# Clausing Colchester 13 x 40



## Vince (Jul 17, 2014)

I am looking at a used Clausing Colchester 13 x 40 lathe. It was made by Harrison and would be the same as the M300.
The machine looks to be in good condition and appears to function properly. Price is $4000
I am also looking at a Jet GHB 1340A that is almost new, still has cosmoline on ways and other parts, and a GMC GHB 1340A that is new, $5500 and $4650 respectively.
I don't know much about the quality of Jet or GMC. Does anyone have any opinions on these machines?
I am getting tired of looking for a new/newer lathe and I want to make a decision. :whiteflag:
Any help here would be appreciated.

Thanks in advance, Vince


----------



## Cheeseking (Jul 17, 2014)

Between the two Clausing hands down.


Sent from my iPhone using Tapatalk


----------



## bleonard (Jul 18, 2014)

GO Colchester and don't look back
Bob


----------



## samthedog (Jul 18, 2014)

If in good shape, the Colchester all day, every day. I have a 64 model and its a great machine. Does it come with accessories?


----------



## chips&more (Jul 18, 2014)

__RECORDED DATA__:
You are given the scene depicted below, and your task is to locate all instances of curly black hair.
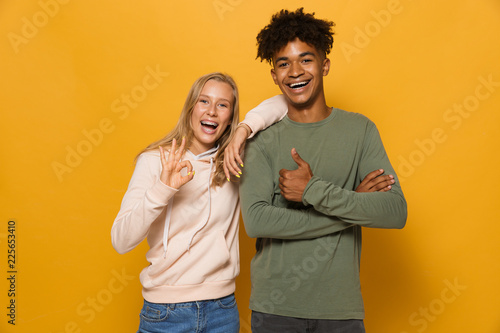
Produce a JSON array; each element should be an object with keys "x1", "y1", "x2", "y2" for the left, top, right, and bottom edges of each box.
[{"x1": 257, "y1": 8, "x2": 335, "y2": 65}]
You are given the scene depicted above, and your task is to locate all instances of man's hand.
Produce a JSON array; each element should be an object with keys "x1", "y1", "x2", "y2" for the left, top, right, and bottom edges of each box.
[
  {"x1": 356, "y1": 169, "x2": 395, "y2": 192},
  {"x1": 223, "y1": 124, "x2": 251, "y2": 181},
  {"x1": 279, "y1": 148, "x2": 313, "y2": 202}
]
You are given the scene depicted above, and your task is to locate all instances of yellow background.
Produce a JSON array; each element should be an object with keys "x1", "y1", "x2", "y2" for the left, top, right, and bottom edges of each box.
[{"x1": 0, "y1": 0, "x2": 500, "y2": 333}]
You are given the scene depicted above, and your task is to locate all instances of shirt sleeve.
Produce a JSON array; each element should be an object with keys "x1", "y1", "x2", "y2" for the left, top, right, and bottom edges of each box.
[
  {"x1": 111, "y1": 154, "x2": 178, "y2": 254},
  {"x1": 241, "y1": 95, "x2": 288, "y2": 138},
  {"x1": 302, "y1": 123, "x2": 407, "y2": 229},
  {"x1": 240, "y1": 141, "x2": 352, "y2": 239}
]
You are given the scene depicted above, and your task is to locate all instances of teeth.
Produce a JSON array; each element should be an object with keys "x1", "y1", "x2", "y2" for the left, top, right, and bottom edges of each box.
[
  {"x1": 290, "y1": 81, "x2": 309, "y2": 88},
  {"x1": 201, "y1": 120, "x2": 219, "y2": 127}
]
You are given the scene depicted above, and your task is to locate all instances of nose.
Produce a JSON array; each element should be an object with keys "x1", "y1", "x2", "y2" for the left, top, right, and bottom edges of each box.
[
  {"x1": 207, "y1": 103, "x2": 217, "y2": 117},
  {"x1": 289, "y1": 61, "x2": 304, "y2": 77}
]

---

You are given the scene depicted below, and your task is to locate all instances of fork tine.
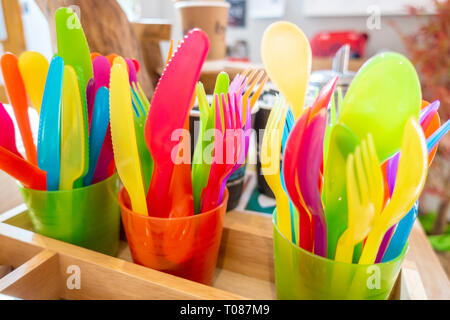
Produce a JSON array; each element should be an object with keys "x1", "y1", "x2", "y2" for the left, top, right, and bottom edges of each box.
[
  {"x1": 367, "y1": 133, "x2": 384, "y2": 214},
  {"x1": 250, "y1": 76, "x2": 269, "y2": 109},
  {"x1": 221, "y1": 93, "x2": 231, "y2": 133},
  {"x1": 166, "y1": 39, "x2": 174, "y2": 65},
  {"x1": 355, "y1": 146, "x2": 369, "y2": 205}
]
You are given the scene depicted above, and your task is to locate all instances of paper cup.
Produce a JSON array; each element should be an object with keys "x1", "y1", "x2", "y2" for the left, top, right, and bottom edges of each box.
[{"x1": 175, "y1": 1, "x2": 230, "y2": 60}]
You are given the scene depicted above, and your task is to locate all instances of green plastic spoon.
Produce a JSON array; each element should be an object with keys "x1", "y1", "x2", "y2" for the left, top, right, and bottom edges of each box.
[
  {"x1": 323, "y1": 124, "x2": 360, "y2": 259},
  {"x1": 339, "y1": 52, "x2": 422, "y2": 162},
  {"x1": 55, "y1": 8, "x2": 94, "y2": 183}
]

__EXERCISES__:
• 1. List every username that heads a post in the forum thread about the Clausing Colchester lathe.
• 2. Carry the forum thread about the Clausing Colchester lathe forward from its final line.
The listing above is separate material with no connection to the lathe thread.

__TASK ANSWERS__:
• 1. Vince, Cheeseking, bleonard, samthedog, chips&more

• 2.
Another big YES for the Colchester! But first, carefully look it over for any part(s) replacement. And consider that summation in your offer price. Hardinge will charge you an arm and a leg for any parts for it….Good Luck.


----------



## wa5cab (Jul 19, 2014)

chips&more (please sign all posts),

Nothing to do with Vince's decision but why Hardinge?  Doesn't Clausing still support the Colchester machines?  They do at least to some degree the older Atlas and Clausing ones.

Robert D.


----------



## Vince (Jul 19, 2014)

From what I have been told the machine is good.
I think I'm going to make a road trip Tuesday to look at it (it's about 250 miles from me).  They said it's got power so I can run it.
It does not have any accessories, as a matter of fact I will have to buy a couple of chucks for it and a tool holder.
The price I have includes them getting the chucks and tool holder but I want to verify the manufacture of the chucks. More than likely the tool holder is a phase II.
If it performs well and we can settle on a deal I will probably bring it home with me.
The seller found out I use to work for Browne & Sharpe years ago as a Field Service Rep and asked me to take a look at a machine they have so I am going to get some bartering power there, maybe.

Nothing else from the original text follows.